(Rows from a point labeling set)
>>>>>

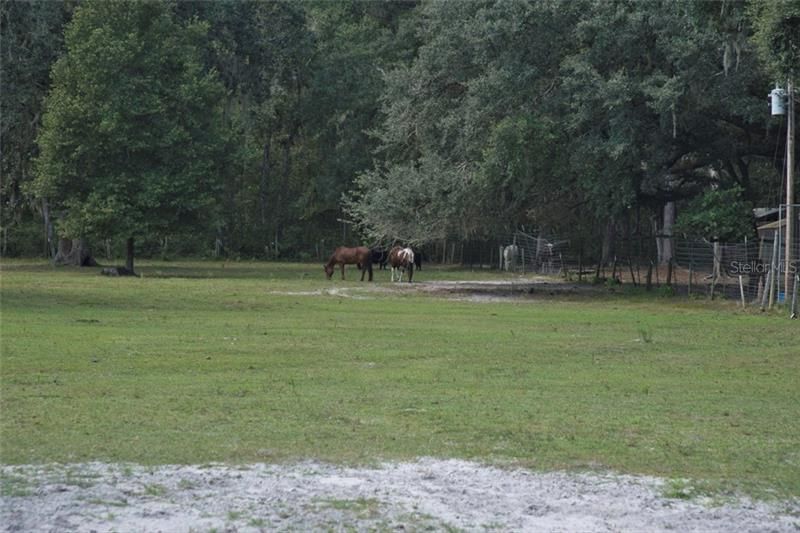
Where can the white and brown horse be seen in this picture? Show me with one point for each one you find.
(401, 260)
(360, 256)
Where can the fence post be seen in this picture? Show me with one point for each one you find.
(741, 291)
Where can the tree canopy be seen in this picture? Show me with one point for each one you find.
(276, 129)
(131, 142)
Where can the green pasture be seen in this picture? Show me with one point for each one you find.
(242, 362)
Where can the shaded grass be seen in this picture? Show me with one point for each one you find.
(198, 362)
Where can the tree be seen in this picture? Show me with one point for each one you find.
(31, 35)
(777, 35)
(131, 143)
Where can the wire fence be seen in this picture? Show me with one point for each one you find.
(762, 272)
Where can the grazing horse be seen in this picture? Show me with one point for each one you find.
(401, 260)
(380, 256)
(418, 259)
(510, 254)
(350, 256)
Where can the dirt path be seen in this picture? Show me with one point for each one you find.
(427, 494)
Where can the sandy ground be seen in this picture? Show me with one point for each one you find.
(424, 495)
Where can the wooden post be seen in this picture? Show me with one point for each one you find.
(789, 189)
(741, 291)
(773, 265)
(767, 283)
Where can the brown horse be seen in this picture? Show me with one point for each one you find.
(401, 259)
(360, 256)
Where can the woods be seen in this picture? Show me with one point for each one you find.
(281, 130)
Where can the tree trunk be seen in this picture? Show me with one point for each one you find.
(609, 237)
(50, 245)
(74, 252)
(666, 249)
(129, 255)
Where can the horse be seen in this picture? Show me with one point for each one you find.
(401, 259)
(510, 254)
(380, 256)
(418, 259)
(359, 256)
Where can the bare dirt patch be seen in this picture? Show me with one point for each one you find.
(426, 494)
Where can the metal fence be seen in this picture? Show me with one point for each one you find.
(754, 272)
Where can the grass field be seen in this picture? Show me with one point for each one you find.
(244, 362)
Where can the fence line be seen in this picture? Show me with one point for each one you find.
(752, 271)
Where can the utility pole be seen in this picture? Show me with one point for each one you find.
(788, 276)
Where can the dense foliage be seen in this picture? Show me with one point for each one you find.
(275, 129)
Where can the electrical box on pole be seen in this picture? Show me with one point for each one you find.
(778, 100)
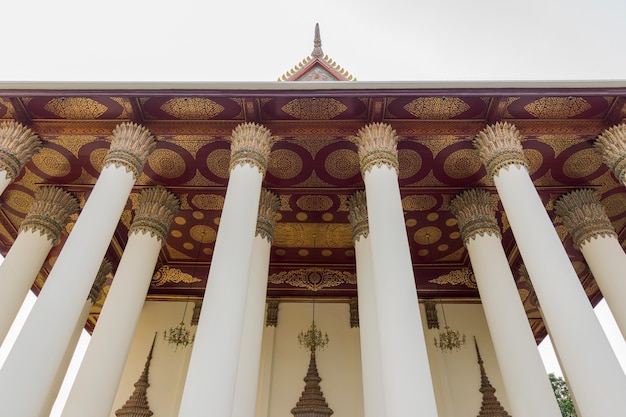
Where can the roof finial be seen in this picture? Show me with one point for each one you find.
(317, 43)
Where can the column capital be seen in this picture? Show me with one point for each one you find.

<<<<<

*WORK INSTRUCTIONS*. Copy out the lines of the rows word for word, starting with the line that contains "Where can the woods" and going on through the end of the rows. Leave the pictures out.

*FINISHED EXERCISE*.
Where can the woods be seen in this picture? Show me with one point for each one you find.
(281, 130)
Where can the tree trunk be seen in this picture? Show me with one point for each one you find.
(609, 237)
(50, 245)
(74, 252)
(666, 249)
(129, 255)
Where can the horse be seen in this picture? Show me with one point for each one you find.
(401, 259)
(510, 254)
(380, 256)
(418, 259)
(359, 256)
Where can the bare dirt patch be seen in this picture? Show me with one point for each one you find.
(426, 494)
Where can the metal fence be seen in this picture? Show me with one point for each one you find.
(754, 272)
Where can the grass field be seen in this picture? Show me with one point for each one you find.
(244, 362)
Where can the fence line be seen in this picture? Show me with one point for each one you find.
(752, 271)
Where can the utility pole be seen in this picture? Show me with one point for each one you find.
(788, 276)
Where can the dense foliage be seen in this picture? Show me with one point for each one you find.
(275, 129)
Where can the electrical box on pole be seen in this picture? Show me with one point for each one you find.
(778, 100)
Where can the roof finial be seen in this picture? Show me with one point for each one you find.
(317, 43)
Where can the column capital be seen in this picture? Show me with one point for each one you find.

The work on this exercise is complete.